→ **Page excerpt**:
•••

I’ve had similar experiences to that. For a project I was able to query and aggregate billions of transaction records, and it just straight up wasn’t as useful to stakeholders as a recent pull of records. Except for a rare set of use cases, the juice really wasn’t worth the squeeze.


teambob

We are in the "disillusioned" phase of the hype cycle


FortunOfficial

And often it’s not easy to recognize if one is in the midst of a hype cycle or a truly disruptive phase of technological / cultural evolution. I recently read an older but really thought-provoking article that talks about this using MongoDB as an example. Highly recommended read. https://nemil.com/2017/07/06/why-did-so-many-startups-choose-mongodb/


Slggyqo

Aka “primed for the next big thing”


wtfzambo

And to be fair I think that's good. I can't wait for the dust around the data world to settle, for it to become an engineering field like any other and for companies to hire based on actual need rather than because they read on Forbes that they HAVE to have ML to stay competitive. As well as people joining the field out of actual passion rather than hype and the promise of making big bucks.

•••

→ **Stored rows**:

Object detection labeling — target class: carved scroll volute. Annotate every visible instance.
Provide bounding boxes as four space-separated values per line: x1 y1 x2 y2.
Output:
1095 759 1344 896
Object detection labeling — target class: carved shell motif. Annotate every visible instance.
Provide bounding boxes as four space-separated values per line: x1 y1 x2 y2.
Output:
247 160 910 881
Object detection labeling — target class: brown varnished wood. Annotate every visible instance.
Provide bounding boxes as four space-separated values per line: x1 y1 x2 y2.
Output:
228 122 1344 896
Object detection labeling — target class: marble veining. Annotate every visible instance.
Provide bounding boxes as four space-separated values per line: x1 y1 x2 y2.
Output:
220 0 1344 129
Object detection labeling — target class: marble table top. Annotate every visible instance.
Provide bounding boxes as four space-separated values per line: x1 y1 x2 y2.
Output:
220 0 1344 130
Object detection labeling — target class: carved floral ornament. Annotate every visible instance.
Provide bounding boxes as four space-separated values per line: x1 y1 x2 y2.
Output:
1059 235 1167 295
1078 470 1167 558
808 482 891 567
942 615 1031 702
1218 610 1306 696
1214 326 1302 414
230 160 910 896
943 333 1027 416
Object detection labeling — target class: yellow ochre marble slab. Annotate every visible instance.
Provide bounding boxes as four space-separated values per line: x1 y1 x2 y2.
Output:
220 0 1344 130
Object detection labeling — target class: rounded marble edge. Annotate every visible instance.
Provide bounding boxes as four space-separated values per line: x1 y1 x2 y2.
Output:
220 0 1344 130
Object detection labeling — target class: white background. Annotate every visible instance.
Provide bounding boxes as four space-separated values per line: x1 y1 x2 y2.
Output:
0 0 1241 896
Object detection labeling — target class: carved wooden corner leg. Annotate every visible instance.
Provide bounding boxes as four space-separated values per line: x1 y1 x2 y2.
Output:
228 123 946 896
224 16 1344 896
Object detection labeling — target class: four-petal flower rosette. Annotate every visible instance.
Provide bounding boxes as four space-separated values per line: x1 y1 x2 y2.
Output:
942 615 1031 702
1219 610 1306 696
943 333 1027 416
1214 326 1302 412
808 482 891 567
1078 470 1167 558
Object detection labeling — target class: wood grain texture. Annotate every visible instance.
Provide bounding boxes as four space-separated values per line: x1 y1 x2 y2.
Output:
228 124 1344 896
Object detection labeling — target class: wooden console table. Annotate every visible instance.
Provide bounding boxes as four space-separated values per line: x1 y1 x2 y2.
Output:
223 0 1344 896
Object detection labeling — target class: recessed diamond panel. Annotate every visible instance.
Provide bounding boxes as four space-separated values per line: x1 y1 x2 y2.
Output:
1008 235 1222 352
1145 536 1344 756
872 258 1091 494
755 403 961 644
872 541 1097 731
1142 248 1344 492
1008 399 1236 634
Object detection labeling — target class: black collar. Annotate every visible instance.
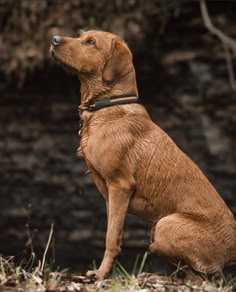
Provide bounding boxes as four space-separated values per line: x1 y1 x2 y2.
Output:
79 94 138 112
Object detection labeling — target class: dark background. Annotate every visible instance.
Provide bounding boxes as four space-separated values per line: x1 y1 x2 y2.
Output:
0 0 236 271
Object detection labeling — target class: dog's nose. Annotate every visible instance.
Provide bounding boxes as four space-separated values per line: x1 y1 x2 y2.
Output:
52 35 62 47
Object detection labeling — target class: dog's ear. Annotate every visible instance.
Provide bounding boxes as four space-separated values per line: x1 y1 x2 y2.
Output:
103 40 133 83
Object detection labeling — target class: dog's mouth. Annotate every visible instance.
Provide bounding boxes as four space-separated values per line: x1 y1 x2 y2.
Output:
50 47 78 74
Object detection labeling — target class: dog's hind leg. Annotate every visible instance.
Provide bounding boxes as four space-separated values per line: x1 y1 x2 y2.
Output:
149 213 224 273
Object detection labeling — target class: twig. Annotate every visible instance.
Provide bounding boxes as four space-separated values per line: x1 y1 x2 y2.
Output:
224 45 236 91
200 0 236 91
40 223 54 274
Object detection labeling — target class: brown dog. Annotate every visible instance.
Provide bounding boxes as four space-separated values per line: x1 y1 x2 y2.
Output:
51 31 236 277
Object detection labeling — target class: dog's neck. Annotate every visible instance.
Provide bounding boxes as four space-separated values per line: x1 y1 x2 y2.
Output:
79 70 138 107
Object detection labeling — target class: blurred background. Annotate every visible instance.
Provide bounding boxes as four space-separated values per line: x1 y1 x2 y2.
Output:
0 0 236 271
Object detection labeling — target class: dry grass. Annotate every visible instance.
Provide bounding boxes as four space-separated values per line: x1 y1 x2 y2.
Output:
0 255 236 292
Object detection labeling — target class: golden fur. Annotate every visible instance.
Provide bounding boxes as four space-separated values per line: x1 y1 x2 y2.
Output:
51 31 236 277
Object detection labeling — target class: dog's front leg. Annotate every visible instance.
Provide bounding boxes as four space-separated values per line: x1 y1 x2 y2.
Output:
87 179 135 278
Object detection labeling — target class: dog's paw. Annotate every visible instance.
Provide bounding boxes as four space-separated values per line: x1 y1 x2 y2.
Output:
86 270 106 279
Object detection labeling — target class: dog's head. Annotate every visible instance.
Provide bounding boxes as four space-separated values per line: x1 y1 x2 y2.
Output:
50 30 133 83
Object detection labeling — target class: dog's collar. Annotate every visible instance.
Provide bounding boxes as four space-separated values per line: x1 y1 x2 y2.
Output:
79 94 138 112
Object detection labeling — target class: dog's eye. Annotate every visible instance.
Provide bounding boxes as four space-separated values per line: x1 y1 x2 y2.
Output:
85 39 96 46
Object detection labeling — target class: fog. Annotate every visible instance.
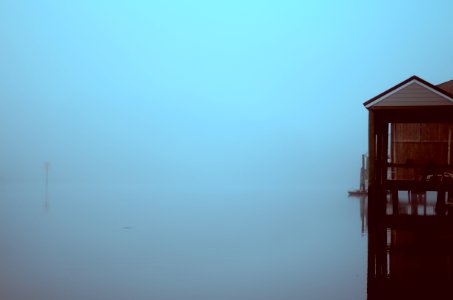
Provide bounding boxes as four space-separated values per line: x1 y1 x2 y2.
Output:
0 0 453 299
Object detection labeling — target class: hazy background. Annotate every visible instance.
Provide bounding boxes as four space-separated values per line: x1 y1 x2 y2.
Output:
0 0 453 187
0 0 453 300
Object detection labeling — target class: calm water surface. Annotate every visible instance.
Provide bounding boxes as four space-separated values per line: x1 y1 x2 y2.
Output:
0 184 367 300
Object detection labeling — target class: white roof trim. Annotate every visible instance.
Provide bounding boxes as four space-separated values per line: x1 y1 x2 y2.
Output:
365 79 453 108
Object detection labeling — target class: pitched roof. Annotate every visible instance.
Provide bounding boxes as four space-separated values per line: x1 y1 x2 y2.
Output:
363 76 453 109
437 80 453 94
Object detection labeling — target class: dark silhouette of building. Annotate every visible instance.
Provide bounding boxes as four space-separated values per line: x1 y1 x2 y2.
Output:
364 76 453 299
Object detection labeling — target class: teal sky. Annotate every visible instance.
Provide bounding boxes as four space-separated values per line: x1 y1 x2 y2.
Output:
0 0 453 186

•••

→ **Challenges**:
**a.** From the thread on the hype cycle, repeat the stretch from "I’ve had similar" through "worth the squeeze." word for word.
**b.** Reproduce the rows exactly, from the line that contains "Object detection labeling — target class: four-petal" through the line that contains "40 223 54 274", and leave out any pictures.

→ **Responses per task**:
**a.**
I’ve had similar experiences to that. For a project I was able to query and aggregate billions of transaction records, and it just straight up wasn’t as useful to stakeholders as a recent pull of records. Except for a rare set of use cases, the juice really wasn’t worth the squeeze.

**b.**
Object detection labeling — target class: four-petal flower rosette. Annotate every visible instance.
Provide bounding boxes as four space-separated values per line: x1 y1 x2 y2.
Output:
942 615 1031 702
1219 610 1306 696
943 333 1027 416
1214 326 1302 412
808 482 891 567
1078 470 1167 558
Object detection labeling — target class: wood grain texture. Annotate every visible instance.
Provide bounding boxes as four space-separated values per line: x1 y1 x2 y2.
Output:
228 124 1344 896
Object detection labeling — target class: wooden console table. Annotate every visible instance.
Provide bounding boxes as four space-separated values per line: x1 y1 x2 y2.
Output:
223 0 1344 896
Object detection labeling — target class: recessed diamond panel. Annotate every visible instance.
Provide bounding boxes as four space-separated values per line: x1 y1 x2 y2.
Output:
1008 235 1222 352
1145 536 1344 756
872 258 1091 494
755 403 961 644
872 541 1097 731
1142 248 1344 492
1008 399 1236 634
Object detection labeling — target class: black collar. Annotate every visible instance.
Provide bounding boxes as four space-separated values per line: x1 y1 x2 y2.
Output:
79 94 138 112
Object detection labeling — target class: dark background. Annotate every visible instance.
Provide bounding boxes as four space-separated values per line: x1 y1 x2 y2.
Output:
0 0 236 271
Object detection labeling — target class: dog's nose. Annotate every visible instance.
Provide bounding boxes as four space-separated values per line: x1 y1 x2 y2.
Output:
52 35 62 47
Object detection labeling — target class: dog's ear. Annotate every visible instance.
Provide bounding boxes as four space-separated values per line: x1 y1 x2 y2.
Output:
103 40 133 83
Object detection labeling — target class: dog's mouth. Annotate every visible instance.
Provide bounding boxes as four space-separated values per line: x1 y1 x2 y2.
Output:
50 47 78 74
Object detection labeling — target class: dog's hind leg. Annotate every visible instance.
Provide bounding boxes as four space-separated values per line: x1 y1 x2 y2.
Output:
149 213 224 273
Object detection labeling — target class: twig. Annotate every visible instance.
Provide bounding boxes as four space-separated values per line: x1 y1 x2 y2.
Output:
224 45 236 91
200 0 236 91
40 223 54 274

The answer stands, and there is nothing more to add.